● **EXCERPTED PASSAGE**:
☆ ☆ ☆ ☆ ☆ ☆ ☆

You will enjoy particular films even more if you do not know very much beforehand; think The Sixth Sense or The Crying Game. Previews nowadays give away everything including the set up, the conflict, its climax, and sometimes even the ending all before you go and see it. The preview for The Skin I Live In sidesteps the problem of giving things away by only showing select scenes set to music. There is no dialogue to listen to for the potential audience member to find out who is doing what and why. Whoever had the idea to limit this preview did everyone a favor.
I will only cover the basics of the plot because you really want to go into this film as ‘blind’ as possible. Robert Legard (Antonio Banderas) is a brilliant scientist and surgeon. He is on the leading edge of his field which has far exceeded standard plastic surgery. He has been involved in the first face transplants and is conducting extensive and methodical research into creating a new form of skin, one which is tougher than normal human skin whose practical application is to help burn victims but has the possibility to go much further than that.
At home, Robert is just as methodical and precise as he is at work. His live-in house keeper Marilia (Marisa Paredes) runs a tight ship to keep everything in order and Robert’s personal research lives upstairs in a locked room. Vera (Elena Anaya) is Robert’s captive and his prized research specimen. I will stop the set up description right here.
Directed by Pedro Almodovar, The Skin I Live In is a suspenseful thriller and verges on horror; however, in the director’s own words, it is a “horror story without screams or frights”. Robert is a modern day mad scientist, but instead of having an open lab with electricity captured from lightening bolts, he has a scalpel and a sterile workspace. Almodovar adapted the screenplay from Tarantula, a novel by Thierry Jonquet.
Since it is an Almodovar film, The Skin I Live In contains certain themes which are very common in most of his films. The first is that it has family secrets. Almodovar loves family secrets; think back to All About My Mother and Volver which were oozing to the core with them. He is a director who loves to go into people’s attics, find a chest full of dusty old secrets, pop the lid, and rip them out just like he would old clothes.
The second theme here which we have seen Almodovar cover before is gender identity. How society and individuals view themselves as male and female has always intrigued him, most recently in Bad Education. There are scenes here which reminded me a bit of The Human Centipede but it is nowhere near that tasteless or insane. The Skin I Live In wanders around a bit at first before you learn what is really going on and the reasons behind it. Once you learn that, you will understand it has not been wandering around at all, it has just been setting you up for one hell of a story.

☆ ☆ ☆ ☆ ☆ ☆ ☆

● **EXERCISES**:
1. In the review of The Skin I Live In, reproduce word for word the part that opens with the words containing "Directed by Pedro" and closes with "would old clothes.".
2. Name every film other than The Skin I Live In that the review of The Skin I Live In mentions by title.

(Records in a dataset)
☆ ☆ ☆ ☆ ☆ ☆ ☆

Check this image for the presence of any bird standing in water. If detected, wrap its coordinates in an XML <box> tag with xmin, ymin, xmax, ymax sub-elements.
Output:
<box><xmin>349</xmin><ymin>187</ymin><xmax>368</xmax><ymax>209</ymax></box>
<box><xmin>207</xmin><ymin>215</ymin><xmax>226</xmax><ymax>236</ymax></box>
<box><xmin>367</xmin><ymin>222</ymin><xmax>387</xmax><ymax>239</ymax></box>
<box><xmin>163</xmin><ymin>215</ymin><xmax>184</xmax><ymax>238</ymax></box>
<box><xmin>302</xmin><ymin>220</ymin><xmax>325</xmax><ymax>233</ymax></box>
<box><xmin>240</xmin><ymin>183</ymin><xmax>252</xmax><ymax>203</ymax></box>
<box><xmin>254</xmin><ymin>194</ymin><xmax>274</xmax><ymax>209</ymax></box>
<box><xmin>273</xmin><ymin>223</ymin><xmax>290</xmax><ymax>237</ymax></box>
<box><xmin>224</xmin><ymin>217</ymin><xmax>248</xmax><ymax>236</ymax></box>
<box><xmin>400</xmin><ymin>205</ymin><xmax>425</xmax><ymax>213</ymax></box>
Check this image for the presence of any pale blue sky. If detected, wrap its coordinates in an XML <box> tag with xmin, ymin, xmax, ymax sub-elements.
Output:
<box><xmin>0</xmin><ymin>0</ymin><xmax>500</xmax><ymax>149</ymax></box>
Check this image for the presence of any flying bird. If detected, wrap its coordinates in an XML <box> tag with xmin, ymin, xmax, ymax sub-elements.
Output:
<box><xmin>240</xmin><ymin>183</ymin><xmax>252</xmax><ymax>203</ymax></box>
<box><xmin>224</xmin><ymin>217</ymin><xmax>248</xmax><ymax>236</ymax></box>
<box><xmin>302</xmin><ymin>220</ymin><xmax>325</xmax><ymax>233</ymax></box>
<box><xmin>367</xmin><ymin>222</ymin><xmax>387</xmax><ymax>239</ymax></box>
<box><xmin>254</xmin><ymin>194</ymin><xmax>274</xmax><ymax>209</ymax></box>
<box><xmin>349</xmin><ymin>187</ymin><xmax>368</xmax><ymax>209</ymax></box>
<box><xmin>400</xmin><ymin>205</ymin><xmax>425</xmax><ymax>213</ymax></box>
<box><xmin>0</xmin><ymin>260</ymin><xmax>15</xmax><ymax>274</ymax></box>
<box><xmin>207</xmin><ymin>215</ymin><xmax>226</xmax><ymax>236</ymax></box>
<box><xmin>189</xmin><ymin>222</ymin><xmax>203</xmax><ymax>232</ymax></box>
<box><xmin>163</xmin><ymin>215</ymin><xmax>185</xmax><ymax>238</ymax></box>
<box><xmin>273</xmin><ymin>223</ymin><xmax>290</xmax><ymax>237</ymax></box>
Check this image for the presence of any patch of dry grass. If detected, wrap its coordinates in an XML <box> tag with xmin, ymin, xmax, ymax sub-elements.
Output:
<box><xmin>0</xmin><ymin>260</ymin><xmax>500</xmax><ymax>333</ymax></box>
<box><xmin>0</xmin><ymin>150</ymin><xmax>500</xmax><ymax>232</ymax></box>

☆ ☆ ☆ ☆ ☆ ☆ ☆

● **OUTPUTS FOR THE TASKS**:
1.
Directed by Pedro Almodovar, The Skin I Live In is a suspenseful thriller and verges on horror; however, in the director’s own words, it is a “horror story without screams or frights”. Robert is a modern day mad scientist, but instead of having an open lab with electricity captured from lightening bolts, he has a scalpel and a sterile workspace. Almodovar adapted the screenplay from Tarantula, a novel by Thierry Jonquet.
Since it is an Almodovar film, The Skin I Live In contains certain themes which are very common in most of his films. The first is that it has family secrets. Almodovar loves family secrets; think back to All About My Mother and Volver which were oozing to the core with them. He is a director who loves to go into people’s attics, find a chest full of dusty old secrets, pop the lid, and rip them out just like he would old clothes.

2.
The Sixth Sense
The Crying Game
All About My Mother
Volver
Bad Education
The Human Centipede